CONSIGNE -
Pourriez-vous reprendre le texte sur la bataille d’Azincourt après sa dernière phrase ?

9782226318923gL’Histoire : Le 25 octobre 1415, la bataille d Azincourt, qui aurait dû être gagnée par les Français, fut pour eux une défaite sans précédent, où périt une grande partie de leur élite politique et guerrière. Pour les Anglais, bien inférieurs en nombre, usés par des semaines de marche, ce fut une formidable victoire, mise à l’actif de leur jeune roi Henri V. Comme à Crécy, ou à Poitiers, les redoutables archers anglais avaient fait la différence.
Valérie Toureille
est historienne et elle vient de publier un livre intitulé « Le Drame d’Azincourt. Histoire d’une étrange défaite«  alors que l’on vient tout juste de fêter les 600 ans de ce qui n’est pas une simple bataille parmi tant d’autres, durant la Guerre de Cent ans, mais bien un moment clé de l’histoire de France. En effet, c’est après la terrible défaite qu’allait naître le premier embryon du sentiment national et les fondements de la France moderne.

EXTRAIT DE DONNÉES -
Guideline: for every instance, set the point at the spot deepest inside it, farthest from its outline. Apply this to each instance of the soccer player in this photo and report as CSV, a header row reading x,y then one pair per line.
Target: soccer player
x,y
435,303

RÉPONSE ATTENDUE -
-Le vendredi 25 octobre 1415, au beau milieu du plateau d’Artois, près d’Azincourt (ou Agincourt), le roi d’Angleterre Henri V fait face à l’armée française, qui n’est pas conduite par Charles VI (inapable de le faire car déjà malade) mais bien sous les ordres de cinq chefs aux positions discordantes. On retrouve ainsi les jeunes princes de sang (le duc d’Orléans, le duc de Bourbon, celui d’Alençon), les deux principaux chefs militaires du royaume (le connétable d’Albret et le maréchal Boucicaut). Le 25 octobre, Henri V reçut l’ambassade des hérauts français venus lui porter les défis (le défi, dans la guerre médiévale, constituait la disposition d’usage qui indiquait que l’on proposait la bataille à son adversaire). Les Français étaient trois fois plus nombreux. La bataille en elle même ne dura que 4 heures et fût un véritable désastre comme la France n’en avait encore jamais connu. Bilan de ceci : six mille Français et mille six cent Anglais périrent ce jour là. Le génie tactique d’Henri V et la discipline de ses troupes avaient eu raison de l’enthousiasme brouillon des Français. Azincourt sonna le glas de la chevalerie traditionnelle.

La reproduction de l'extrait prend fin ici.